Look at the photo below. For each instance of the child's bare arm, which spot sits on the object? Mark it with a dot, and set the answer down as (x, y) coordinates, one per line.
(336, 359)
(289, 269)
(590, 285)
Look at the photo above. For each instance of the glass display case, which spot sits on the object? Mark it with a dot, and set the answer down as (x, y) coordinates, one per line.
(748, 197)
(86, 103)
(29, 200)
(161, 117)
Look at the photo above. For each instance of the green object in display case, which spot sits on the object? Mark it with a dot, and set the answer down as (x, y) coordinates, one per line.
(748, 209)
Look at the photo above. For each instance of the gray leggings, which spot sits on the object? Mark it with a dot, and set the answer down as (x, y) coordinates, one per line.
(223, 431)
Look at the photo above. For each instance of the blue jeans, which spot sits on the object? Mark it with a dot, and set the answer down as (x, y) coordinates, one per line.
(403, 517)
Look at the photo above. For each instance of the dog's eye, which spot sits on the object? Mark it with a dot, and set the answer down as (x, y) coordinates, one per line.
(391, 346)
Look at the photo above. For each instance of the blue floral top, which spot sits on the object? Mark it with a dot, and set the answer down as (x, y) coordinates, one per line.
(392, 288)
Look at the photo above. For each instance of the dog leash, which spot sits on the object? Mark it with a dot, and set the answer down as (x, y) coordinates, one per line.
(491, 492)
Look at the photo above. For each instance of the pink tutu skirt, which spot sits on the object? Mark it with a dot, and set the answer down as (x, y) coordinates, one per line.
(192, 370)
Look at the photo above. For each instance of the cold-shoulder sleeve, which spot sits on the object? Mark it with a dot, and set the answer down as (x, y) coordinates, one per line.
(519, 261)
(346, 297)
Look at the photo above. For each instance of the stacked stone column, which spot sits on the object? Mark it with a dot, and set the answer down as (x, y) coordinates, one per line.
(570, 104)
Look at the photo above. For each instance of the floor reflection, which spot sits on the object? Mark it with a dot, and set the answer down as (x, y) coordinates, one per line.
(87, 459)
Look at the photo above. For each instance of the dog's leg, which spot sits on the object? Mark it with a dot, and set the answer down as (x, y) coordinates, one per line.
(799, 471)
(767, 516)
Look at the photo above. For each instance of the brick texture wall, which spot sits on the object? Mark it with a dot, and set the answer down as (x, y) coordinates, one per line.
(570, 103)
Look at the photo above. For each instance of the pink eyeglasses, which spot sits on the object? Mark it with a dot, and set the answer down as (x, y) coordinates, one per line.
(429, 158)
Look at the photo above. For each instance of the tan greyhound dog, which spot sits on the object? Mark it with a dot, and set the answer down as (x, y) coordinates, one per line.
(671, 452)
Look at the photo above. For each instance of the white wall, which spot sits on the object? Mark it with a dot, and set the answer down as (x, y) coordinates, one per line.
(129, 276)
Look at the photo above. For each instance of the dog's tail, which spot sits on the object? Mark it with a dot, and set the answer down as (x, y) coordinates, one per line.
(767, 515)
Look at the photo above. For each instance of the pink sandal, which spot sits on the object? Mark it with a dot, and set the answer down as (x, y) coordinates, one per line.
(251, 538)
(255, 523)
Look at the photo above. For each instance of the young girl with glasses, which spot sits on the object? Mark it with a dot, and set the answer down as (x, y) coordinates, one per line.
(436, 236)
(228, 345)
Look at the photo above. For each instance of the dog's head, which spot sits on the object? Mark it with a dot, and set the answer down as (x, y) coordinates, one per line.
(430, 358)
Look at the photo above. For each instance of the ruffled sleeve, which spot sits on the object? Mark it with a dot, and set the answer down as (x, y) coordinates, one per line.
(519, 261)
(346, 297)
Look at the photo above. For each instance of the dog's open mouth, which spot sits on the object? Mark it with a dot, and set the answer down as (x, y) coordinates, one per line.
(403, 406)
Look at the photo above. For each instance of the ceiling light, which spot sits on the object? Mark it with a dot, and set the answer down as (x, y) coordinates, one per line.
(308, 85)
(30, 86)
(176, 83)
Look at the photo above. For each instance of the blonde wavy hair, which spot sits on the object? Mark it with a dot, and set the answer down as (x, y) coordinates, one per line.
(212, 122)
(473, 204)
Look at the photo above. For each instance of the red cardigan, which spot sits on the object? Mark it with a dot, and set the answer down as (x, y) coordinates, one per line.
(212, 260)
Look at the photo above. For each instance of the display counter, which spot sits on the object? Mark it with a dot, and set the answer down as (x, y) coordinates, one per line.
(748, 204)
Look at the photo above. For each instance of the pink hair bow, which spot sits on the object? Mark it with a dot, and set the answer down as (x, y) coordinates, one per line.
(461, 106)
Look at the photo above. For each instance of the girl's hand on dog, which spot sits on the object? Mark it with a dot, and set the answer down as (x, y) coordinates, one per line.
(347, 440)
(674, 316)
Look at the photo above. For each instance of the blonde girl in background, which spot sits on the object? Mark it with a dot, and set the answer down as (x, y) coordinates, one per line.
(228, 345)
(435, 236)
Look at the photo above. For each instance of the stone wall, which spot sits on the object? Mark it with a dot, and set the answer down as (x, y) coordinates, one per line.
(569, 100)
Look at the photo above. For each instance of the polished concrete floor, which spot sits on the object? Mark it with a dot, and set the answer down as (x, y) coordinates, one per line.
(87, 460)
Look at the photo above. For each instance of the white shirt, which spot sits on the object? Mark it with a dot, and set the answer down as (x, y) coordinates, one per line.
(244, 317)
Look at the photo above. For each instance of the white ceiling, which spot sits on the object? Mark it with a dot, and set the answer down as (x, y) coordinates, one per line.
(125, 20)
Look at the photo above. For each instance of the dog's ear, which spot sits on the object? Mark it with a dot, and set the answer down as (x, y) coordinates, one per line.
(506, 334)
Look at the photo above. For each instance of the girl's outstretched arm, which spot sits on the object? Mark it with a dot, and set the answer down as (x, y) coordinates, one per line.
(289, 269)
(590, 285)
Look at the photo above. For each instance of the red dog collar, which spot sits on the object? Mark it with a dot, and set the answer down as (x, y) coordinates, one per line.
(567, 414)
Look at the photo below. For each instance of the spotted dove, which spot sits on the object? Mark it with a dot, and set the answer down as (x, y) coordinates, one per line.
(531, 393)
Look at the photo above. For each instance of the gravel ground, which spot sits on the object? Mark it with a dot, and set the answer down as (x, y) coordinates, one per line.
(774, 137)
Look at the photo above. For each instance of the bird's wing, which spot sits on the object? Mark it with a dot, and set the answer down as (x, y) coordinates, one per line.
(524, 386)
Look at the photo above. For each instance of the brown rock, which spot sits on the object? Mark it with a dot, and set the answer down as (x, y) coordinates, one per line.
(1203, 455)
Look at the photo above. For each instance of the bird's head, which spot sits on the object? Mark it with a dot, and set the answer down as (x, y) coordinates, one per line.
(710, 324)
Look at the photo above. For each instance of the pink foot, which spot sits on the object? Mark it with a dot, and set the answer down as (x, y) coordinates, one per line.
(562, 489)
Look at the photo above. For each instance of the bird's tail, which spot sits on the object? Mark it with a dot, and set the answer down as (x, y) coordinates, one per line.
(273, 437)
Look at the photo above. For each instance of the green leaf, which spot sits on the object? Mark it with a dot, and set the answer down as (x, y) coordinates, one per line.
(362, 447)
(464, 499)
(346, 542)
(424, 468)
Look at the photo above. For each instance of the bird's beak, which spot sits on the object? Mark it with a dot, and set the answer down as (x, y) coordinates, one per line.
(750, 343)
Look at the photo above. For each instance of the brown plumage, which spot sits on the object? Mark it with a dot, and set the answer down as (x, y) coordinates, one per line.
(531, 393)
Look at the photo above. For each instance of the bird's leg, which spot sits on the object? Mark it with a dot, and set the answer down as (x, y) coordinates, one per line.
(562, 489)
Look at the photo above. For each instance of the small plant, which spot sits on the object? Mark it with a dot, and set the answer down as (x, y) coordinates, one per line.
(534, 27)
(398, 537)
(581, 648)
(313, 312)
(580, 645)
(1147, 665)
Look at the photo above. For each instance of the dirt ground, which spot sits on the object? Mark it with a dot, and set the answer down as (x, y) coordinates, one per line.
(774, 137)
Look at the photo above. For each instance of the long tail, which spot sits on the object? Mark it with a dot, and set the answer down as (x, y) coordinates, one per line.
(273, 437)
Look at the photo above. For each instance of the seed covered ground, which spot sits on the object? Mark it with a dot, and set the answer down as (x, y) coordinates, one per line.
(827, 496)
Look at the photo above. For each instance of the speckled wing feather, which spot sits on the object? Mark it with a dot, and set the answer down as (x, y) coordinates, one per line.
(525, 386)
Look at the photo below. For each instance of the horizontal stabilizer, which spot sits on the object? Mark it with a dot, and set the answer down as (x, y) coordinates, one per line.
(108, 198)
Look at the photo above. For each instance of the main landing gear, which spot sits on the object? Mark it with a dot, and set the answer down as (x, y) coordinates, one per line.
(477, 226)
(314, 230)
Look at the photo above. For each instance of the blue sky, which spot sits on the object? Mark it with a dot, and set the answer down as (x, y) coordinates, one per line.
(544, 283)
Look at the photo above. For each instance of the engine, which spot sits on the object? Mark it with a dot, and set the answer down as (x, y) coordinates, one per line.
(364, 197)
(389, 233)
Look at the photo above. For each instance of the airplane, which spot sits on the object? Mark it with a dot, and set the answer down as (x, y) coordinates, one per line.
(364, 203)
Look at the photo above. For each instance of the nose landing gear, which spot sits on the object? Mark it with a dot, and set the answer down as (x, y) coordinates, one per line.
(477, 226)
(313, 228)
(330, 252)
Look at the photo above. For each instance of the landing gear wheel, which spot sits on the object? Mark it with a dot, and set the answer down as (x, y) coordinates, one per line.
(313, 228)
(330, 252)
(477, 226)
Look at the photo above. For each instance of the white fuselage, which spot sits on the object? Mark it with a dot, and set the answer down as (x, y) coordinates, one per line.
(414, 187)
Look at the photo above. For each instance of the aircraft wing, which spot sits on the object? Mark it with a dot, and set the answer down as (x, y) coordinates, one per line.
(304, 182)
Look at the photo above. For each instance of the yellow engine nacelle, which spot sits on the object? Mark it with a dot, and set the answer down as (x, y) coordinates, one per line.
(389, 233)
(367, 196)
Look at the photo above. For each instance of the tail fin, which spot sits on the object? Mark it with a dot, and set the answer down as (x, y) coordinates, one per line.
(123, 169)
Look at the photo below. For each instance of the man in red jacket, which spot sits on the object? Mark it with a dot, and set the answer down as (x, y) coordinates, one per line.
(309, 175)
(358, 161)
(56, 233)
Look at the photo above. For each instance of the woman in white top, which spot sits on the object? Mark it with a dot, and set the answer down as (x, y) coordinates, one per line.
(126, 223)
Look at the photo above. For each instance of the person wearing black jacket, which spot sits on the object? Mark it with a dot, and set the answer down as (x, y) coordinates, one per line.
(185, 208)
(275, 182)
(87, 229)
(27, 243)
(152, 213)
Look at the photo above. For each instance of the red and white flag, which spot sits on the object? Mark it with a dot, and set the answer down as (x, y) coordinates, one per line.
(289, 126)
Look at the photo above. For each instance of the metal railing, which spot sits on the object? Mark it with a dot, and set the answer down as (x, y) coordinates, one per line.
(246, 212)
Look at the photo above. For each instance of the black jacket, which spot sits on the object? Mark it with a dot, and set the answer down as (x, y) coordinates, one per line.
━━━━━━
→ REQUIRED WORK
Please quote nothing but the lines from the line with "Look at the photo above. For each instance of the woman" through the end of the data above, exactly as written, ends included.

→ RESULT OF THIS TASK
Look at the photo above. For each instance of the woman in white top, which spot sits on the object? Mark it with a dot, and set the answer down as (x, y) coordinates, one per line.
(126, 223)
Look at the photo above. For each instance of the person wearing black jacket, which spot sits on the object? Mark it with a dot, and set the answer down as (x, y) coordinates, one per line.
(185, 208)
(275, 182)
(87, 229)
(27, 243)
(152, 213)
Look at the photo above. For each instance of the red and white flag, which spot sits on the object? Mark it with a dot, and set the answer down as (x, y) coordinates, one per line.
(289, 126)
Look at the photo above. For each instance of the metal railing, which spot sits on the object? Mark it with a dot, and set the answer down as (x, y) coordinates, one per line.
(246, 212)
Look at the photo above. For each instance of the black jacket, which spot sits on the object? Mark it with a dot, and set the answer down as (x, y) coordinates, one per line.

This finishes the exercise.